ИЗБРАННЫЙ ОТРЫВОК:
Что стоит за этими цифрами и как формируется общественное мнение страны, рассказывает руководитель отдела социокультурных исследований «Левада-центра» Алексей ЛЕВИНСОН.

-- Вы, как социолог, занимаетесь изучением мнений, настроений, но исследуете ли вы структуру современного российского общества? Из чего оно состоит, какие силы определяют его развитие? В школе нас учили, что идет борьба классов, это было понятно. А сейчас каждый сам себе объясняет происходящее. Есть ли здесь какие-нибудь закономерности?

-- Есть мнение, что наше общество раскололось на богатое меньшинство и бедное большинство, что пропасть между ними растет, что это приведет к бунту и пр. На мой взгляд, это неверная и дезориентирующая картина. Богатые и бедные, как и везде, у нас есть. Как и везде, первых меньше, вторых больше. Но удивляет скорее то, как много богатых стало в России и странах бывшего СССР.

Людей, которые почувствовали себя обедневшими, тоже стало больше. Но следует учесть, что изменилось не столько распределение богатств, сколько представления о богатстве и бедности. Советская жизнь многим сегодня кажется «хорошей» потому, что люди тогда иначе сравнивали себя с окружающими по уровню и характеру потребления. Раньше был нужен прежде всего капитал хороших знакомств и связей, а теперь -- капитал денежный. Людям, выросшим в прежних условиях и не сумевшим конвертировать один капитал в другой, жить в новом мире плохо.

Представления о справедливости распределения богатств в обществе, устойчивые при советской власти, пришли в брожение и сейчас еще не устоялись. В результате одни и те же люди с равной убежденностью выступают и за то, чтобы каждому дали заработать столько, сколько он сможет, и за то, чтобы у олигархов отняли то, что они заработали в 1990-е.

Расставание с патерналистской системой стоит дорого тем, кто в этой системе себя держал за детей, а государство за папашу. Людей, чувствующих себя «брошенными», конечно, жалко. Но если основное богатство для страны по-прежнему будут добывать три миллиона нефтяников и газовиков, а остальное трудоспособное население будет в основном перераспределять добытое ими, количество «лишних людей» не уменьшиться.

ВОПРОСЫ К ТЕКСТУ:
a: Измените отрывок из интервью: перепишите всё от «Людей, которые почувствовали» вплоть до «новом мире плохо.», поставив «капитал финансовый» вместо «капитал денежный».
b: Какую должность, согласно отрывку из интервью, занимает Алексей Левинсон?

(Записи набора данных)
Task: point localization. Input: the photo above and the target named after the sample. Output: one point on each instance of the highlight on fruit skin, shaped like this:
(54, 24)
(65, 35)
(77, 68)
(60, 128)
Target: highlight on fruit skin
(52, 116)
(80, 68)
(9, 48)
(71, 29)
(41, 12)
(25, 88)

ОТВЕТЫ НА ЗАДАНИЯ:
a:
Людей, которые почувствовали себя обедневшими, тоже стало больше. Но следует учесть, что изменилось не столько распределение богатств, сколько представления о богатстве и бедности. Советская жизнь многим сегодня кажется «хорошей» потому, что люди тогда иначе сравнивали себя с окружающими по уровню и характеру потребления. Раньше был нужен прежде всего капитал хороших знакомств и связей, а теперь -- капитал финансовый. Людям, выросшим в прежних условиях и не сумевшим конвертировать один капитал в другой, жить в новом мире плохо.

b: Руководитель отдела социокультурных исследований «Левада-центра».